* Goal: Please copy the material again, starting at the line that contains "Would you be able to mark the sun" and continuing to the end, with the requests included. Raise every coordinate in the answers by 94.

* Listing:
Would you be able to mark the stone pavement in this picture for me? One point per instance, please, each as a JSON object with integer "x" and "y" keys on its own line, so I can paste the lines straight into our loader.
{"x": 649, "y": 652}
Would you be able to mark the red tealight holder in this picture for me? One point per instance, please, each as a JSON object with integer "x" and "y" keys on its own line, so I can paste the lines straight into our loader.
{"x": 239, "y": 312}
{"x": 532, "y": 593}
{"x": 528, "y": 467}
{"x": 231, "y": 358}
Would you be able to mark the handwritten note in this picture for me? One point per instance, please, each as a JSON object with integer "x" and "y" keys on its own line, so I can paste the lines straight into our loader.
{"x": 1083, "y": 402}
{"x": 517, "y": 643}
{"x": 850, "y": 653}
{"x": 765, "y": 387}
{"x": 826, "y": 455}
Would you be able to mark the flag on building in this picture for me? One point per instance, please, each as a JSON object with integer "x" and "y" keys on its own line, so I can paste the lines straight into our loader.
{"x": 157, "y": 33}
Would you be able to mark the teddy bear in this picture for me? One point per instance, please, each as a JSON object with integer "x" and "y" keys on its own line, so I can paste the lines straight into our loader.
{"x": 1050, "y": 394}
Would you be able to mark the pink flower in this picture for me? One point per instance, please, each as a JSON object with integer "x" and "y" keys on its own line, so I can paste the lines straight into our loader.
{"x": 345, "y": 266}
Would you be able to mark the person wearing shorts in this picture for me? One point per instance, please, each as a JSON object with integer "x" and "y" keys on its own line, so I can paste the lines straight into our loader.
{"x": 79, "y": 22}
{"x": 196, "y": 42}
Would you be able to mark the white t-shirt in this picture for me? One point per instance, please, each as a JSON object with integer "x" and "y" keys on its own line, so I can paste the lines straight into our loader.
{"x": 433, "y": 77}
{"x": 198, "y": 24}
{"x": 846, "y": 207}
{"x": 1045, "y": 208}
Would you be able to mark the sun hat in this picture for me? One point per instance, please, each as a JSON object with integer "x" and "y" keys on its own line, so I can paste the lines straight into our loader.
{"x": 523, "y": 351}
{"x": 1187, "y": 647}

* Solution to this task:
Would you be able to mark the sun hat in this picture for me? One point per instance, please, each as a JSON object with integer "x" and "y" keys on its own line, so I can paste the lines straight into our loader.
{"x": 617, "y": 445}
{"x": 1281, "y": 741}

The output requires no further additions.